> _Exercise instructions_:
Your task is to repeat the entries exactly. Leave the pictures out.

▼▼▼

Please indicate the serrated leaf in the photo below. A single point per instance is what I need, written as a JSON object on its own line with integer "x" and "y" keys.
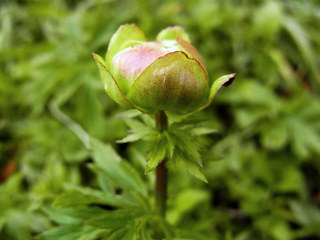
{"x": 194, "y": 170}
{"x": 184, "y": 141}
{"x": 72, "y": 215}
{"x": 157, "y": 152}
{"x": 78, "y": 196}
{"x": 115, "y": 219}
{"x": 192, "y": 167}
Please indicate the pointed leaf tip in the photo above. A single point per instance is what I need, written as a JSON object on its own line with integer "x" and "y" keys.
{"x": 232, "y": 76}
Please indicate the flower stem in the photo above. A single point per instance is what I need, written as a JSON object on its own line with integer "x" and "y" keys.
{"x": 161, "y": 175}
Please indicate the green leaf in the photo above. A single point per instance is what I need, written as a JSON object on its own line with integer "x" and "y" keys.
{"x": 115, "y": 219}
{"x": 117, "y": 169}
{"x": 171, "y": 33}
{"x": 225, "y": 80}
{"x": 301, "y": 38}
{"x": 119, "y": 41}
{"x": 139, "y": 131}
{"x": 78, "y": 196}
{"x": 184, "y": 141}
{"x": 157, "y": 152}
{"x": 72, "y": 216}
{"x": 110, "y": 85}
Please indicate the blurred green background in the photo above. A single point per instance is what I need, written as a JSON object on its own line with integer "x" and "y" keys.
{"x": 263, "y": 163}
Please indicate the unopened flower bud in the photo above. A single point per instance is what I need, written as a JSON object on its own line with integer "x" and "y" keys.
{"x": 163, "y": 75}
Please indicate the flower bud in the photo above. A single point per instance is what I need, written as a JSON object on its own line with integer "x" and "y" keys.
{"x": 163, "y": 75}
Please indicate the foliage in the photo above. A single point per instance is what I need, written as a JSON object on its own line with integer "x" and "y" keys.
{"x": 259, "y": 141}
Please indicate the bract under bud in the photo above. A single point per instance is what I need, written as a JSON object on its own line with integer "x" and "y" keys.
{"x": 163, "y": 75}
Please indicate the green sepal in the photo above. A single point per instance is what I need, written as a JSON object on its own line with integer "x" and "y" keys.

▲▲▲

> _Answer to this problem_:
Please indicate the serrated leaf in the photo below. A single point per instance is what I need, written as a JSON object on its own line with integer "x" and "y" keys.
{"x": 194, "y": 170}
{"x": 184, "y": 141}
{"x": 72, "y": 215}
{"x": 157, "y": 152}
{"x": 78, "y": 196}
{"x": 115, "y": 219}
{"x": 192, "y": 167}
Please indicate the pointed leaf tip in the photo above. A single point per instance is what I need, written as a JSON object on its own line with integer "x" and "y" keys.
{"x": 232, "y": 76}
Please indicate the flower stem in the photo above. A single point per instance is what I need, written as a JSON object on its own line with integer "x" and "y" keys.
{"x": 161, "y": 175}
Please indicate the green leaf in the photo above. A single point per instance is what I need, written as a JSON object on its own line with integer "x" and "y" keys.
{"x": 115, "y": 219}
{"x": 117, "y": 169}
{"x": 171, "y": 33}
{"x": 225, "y": 80}
{"x": 301, "y": 38}
{"x": 119, "y": 41}
{"x": 139, "y": 131}
{"x": 78, "y": 196}
{"x": 184, "y": 141}
{"x": 157, "y": 152}
{"x": 72, "y": 216}
{"x": 110, "y": 85}
Please indicate the blurred green background in the photo above. A single point per instance is what I need, written as a JSON object on its own line with integer "x" and "y" keys.
{"x": 263, "y": 163}
Please indicate the unopened flower bud in the photo above. A single point per instance is what I need, written as a JSON object on its own line with integer "x" and "y" keys.
{"x": 163, "y": 75}
Please indicate the flower bud in the photo above. A single point per instance is what I need, written as a JSON object on its own line with integer "x" and "y" keys.
{"x": 163, "y": 75}
Please indicate the foliage in the photo above. A single point per instance is what I need, written as a JSON object on its own line with integer "x" and "y" keys.
{"x": 259, "y": 141}
Please indicate the bract under bud in the photo above. A single point per instance is what I need, written as a JSON object on its own line with integer "x" and "y" keys.
{"x": 163, "y": 75}
Please indicate the green sepal in the photo above. A single point per instance is what I need, written as a JSON object on its own line with integer "x" and "y" keys.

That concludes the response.